**Work task:** Output the line that contains "Where can the passenger" and every line after it to the end of the entries, with nothing added or left out.
### Information supplied ###
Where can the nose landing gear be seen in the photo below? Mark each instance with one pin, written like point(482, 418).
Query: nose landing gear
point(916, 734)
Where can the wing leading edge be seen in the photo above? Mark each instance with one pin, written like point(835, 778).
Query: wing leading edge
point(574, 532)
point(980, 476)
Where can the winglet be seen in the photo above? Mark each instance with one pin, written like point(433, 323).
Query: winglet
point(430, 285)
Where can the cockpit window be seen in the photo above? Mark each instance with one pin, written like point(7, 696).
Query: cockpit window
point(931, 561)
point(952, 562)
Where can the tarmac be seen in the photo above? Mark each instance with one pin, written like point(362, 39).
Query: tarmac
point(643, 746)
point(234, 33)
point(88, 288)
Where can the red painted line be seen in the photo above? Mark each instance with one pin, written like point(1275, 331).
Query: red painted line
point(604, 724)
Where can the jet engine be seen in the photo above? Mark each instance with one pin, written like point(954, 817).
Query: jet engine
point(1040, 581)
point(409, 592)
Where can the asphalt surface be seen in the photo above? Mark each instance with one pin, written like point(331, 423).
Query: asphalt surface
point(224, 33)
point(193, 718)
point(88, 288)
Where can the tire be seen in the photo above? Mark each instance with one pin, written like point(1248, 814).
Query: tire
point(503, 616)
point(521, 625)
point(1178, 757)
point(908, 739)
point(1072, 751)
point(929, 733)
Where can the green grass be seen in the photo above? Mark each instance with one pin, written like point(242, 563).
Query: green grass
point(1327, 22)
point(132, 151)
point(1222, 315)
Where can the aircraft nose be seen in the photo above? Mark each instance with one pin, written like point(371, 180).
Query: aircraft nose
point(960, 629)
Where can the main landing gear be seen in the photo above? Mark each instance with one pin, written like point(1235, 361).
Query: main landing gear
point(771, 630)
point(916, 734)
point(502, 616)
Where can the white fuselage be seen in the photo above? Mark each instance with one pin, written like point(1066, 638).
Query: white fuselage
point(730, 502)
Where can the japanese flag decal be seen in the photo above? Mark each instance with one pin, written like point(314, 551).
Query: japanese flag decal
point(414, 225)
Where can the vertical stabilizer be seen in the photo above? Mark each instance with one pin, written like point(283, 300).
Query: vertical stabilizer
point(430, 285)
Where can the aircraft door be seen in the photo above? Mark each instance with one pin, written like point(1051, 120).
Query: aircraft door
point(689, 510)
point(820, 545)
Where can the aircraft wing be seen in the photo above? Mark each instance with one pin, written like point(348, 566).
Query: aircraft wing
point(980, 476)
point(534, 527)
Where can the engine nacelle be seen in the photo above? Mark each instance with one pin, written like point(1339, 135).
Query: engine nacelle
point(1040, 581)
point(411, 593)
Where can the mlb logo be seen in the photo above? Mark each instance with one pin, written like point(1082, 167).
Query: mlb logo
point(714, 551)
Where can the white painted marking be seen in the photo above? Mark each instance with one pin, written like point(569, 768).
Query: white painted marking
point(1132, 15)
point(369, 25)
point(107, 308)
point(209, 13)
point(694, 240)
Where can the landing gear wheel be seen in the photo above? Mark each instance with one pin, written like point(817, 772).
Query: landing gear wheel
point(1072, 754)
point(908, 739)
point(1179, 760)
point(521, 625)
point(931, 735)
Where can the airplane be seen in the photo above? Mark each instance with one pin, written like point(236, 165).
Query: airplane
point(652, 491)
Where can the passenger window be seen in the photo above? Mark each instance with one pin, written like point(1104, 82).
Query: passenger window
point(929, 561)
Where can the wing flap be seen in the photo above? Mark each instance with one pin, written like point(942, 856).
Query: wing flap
###
**Solution to the problem:**
Where can the passenger window be seen in the photo above? Mark each instance with one pin, written like point(1104, 82).
Query: passenger window
point(929, 561)
Where can the wing flap be seen in the photo above? Mark each instance with one pin, written like point(942, 856).
Query: wing flap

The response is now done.